* Set task:
In the material below, pick out every line that contains the word "background" and copy each one in full.

[start Records for the exercise]

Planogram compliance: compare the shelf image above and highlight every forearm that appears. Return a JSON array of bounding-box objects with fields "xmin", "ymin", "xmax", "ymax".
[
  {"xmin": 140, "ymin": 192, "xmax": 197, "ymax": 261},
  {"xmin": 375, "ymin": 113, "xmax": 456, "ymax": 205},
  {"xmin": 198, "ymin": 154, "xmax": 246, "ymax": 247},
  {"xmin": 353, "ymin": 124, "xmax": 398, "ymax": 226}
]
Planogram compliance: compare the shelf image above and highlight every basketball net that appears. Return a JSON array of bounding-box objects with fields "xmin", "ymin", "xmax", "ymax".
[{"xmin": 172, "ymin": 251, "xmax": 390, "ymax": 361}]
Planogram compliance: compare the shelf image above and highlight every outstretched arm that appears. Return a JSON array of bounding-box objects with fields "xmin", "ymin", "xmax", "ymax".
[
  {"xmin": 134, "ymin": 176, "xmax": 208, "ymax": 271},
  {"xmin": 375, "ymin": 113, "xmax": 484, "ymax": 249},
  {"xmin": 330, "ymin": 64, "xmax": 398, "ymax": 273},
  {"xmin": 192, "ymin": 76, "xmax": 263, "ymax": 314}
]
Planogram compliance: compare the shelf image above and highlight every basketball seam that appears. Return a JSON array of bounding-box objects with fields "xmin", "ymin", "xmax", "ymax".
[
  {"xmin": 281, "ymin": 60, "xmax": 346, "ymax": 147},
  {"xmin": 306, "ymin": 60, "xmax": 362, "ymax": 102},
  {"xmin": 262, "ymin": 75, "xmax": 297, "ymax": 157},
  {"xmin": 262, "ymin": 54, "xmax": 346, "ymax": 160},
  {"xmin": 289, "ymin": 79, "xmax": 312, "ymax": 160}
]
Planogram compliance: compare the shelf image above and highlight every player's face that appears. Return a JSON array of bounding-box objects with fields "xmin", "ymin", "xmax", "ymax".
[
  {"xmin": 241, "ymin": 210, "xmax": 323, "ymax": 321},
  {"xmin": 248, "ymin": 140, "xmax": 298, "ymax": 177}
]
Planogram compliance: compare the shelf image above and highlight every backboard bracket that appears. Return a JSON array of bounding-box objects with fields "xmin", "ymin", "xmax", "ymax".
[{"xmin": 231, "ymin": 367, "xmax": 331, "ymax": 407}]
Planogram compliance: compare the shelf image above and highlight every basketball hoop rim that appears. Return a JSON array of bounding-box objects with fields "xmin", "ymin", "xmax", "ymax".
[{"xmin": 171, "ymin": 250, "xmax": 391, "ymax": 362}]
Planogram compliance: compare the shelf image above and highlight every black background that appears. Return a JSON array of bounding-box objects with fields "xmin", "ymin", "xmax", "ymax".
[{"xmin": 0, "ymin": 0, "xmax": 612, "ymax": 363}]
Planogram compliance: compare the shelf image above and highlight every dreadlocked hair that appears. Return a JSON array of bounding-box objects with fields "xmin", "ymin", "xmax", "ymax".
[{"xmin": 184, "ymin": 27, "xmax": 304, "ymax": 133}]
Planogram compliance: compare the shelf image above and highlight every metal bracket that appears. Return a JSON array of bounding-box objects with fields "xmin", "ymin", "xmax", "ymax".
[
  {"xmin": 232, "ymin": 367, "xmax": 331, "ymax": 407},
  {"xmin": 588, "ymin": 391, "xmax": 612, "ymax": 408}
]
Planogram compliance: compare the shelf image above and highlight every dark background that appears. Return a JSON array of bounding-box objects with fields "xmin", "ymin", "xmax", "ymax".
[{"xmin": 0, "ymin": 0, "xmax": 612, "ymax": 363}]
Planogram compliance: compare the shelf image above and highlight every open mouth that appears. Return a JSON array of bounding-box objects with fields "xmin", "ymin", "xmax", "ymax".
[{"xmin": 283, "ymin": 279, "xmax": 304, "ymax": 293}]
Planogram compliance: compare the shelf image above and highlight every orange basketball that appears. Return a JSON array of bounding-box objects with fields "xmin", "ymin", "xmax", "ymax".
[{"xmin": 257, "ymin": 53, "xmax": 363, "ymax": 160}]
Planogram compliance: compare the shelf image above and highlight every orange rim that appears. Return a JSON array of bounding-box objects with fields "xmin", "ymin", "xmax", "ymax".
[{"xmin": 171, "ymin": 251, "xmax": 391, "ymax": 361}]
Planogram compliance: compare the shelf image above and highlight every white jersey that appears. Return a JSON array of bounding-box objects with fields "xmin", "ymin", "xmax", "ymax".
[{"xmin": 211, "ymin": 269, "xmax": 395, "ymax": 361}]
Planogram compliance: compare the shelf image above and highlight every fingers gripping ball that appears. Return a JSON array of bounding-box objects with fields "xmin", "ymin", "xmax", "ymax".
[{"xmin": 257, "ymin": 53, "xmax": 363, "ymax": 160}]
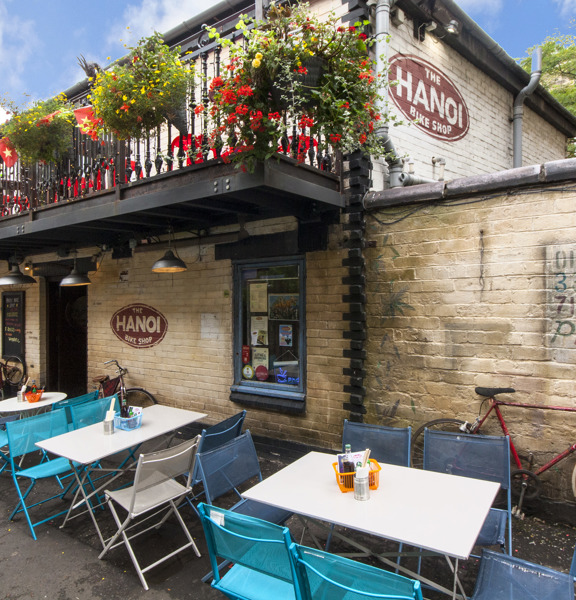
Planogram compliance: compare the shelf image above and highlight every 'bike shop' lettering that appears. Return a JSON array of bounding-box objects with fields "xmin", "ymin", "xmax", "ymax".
[
  {"xmin": 110, "ymin": 304, "xmax": 168, "ymax": 348},
  {"xmin": 389, "ymin": 54, "xmax": 470, "ymax": 142}
]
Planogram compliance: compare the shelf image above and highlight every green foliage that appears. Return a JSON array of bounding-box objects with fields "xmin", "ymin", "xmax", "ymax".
[
  {"xmin": 520, "ymin": 34, "xmax": 576, "ymax": 157},
  {"xmin": 2, "ymin": 95, "xmax": 75, "ymax": 165},
  {"xmin": 208, "ymin": 3, "xmax": 394, "ymax": 169},
  {"xmin": 89, "ymin": 33, "xmax": 192, "ymax": 139}
]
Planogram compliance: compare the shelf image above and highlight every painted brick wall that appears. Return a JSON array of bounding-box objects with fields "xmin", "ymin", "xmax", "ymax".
[
  {"xmin": 366, "ymin": 186, "xmax": 576, "ymax": 501},
  {"xmin": 375, "ymin": 11, "xmax": 565, "ymax": 179}
]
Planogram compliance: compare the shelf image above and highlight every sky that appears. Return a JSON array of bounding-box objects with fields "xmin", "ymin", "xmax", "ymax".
[{"xmin": 0, "ymin": 0, "xmax": 576, "ymax": 121}]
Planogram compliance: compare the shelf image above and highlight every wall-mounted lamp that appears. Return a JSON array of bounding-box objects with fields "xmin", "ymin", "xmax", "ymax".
[
  {"xmin": 444, "ymin": 19, "xmax": 460, "ymax": 35},
  {"xmin": 152, "ymin": 228, "xmax": 188, "ymax": 273},
  {"xmin": 0, "ymin": 263, "xmax": 36, "ymax": 285},
  {"xmin": 60, "ymin": 257, "xmax": 92, "ymax": 287}
]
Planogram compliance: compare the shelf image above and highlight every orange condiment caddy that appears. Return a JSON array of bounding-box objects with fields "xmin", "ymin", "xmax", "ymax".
[{"xmin": 332, "ymin": 458, "xmax": 382, "ymax": 492}]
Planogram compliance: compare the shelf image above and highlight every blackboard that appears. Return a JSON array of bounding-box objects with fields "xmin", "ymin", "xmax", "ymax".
[{"xmin": 2, "ymin": 292, "xmax": 25, "ymax": 360}]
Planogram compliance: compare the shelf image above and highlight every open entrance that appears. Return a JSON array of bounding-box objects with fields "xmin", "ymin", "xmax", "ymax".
[{"xmin": 46, "ymin": 281, "xmax": 88, "ymax": 398}]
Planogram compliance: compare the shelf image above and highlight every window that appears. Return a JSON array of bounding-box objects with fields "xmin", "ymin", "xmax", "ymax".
[{"xmin": 232, "ymin": 259, "xmax": 306, "ymax": 406}]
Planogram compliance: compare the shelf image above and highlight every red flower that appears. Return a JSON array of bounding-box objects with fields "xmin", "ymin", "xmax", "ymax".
[
  {"xmin": 210, "ymin": 77, "xmax": 224, "ymax": 90},
  {"xmin": 238, "ymin": 85, "xmax": 254, "ymax": 96}
]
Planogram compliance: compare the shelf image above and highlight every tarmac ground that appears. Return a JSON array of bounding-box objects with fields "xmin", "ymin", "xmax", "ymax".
[{"xmin": 0, "ymin": 436, "xmax": 576, "ymax": 600}]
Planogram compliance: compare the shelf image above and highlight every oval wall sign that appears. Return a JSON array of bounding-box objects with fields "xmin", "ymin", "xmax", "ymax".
[
  {"xmin": 388, "ymin": 54, "xmax": 470, "ymax": 142},
  {"xmin": 110, "ymin": 304, "xmax": 168, "ymax": 348}
]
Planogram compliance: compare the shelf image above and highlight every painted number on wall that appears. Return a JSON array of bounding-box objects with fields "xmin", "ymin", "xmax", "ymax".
[{"xmin": 546, "ymin": 245, "xmax": 576, "ymax": 349}]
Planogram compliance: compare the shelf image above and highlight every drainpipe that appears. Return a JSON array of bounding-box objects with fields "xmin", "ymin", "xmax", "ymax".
[
  {"xmin": 512, "ymin": 47, "xmax": 542, "ymax": 169},
  {"xmin": 375, "ymin": 0, "xmax": 403, "ymax": 188}
]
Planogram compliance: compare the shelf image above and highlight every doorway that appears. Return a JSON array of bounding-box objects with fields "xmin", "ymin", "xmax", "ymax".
[{"xmin": 46, "ymin": 281, "xmax": 88, "ymax": 398}]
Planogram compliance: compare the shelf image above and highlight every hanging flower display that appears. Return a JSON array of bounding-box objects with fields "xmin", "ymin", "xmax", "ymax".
[
  {"xmin": 89, "ymin": 33, "xmax": 192, "ymax": 139},
  {"xmin": 209, "ymin": 3, "xmax": 394, "ymax": 169},
  {"xmin": 0, "ymin": 95, "xmax": 75, "ymax": 165}
]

[end Records for the exercise]

* Written response:
Planogram compliance: compare the shelf image above and highlight every black background that appears. Return a JSON array of bounding-box objects with fields "xmin", "ymin", "xmax", "ymax".
Planogram compliance: compare the shelf image above and highlight every dark background that appears. Return a JSON array of bounding-box objects with fields "xmin", "ymin", "xmax", "ymax".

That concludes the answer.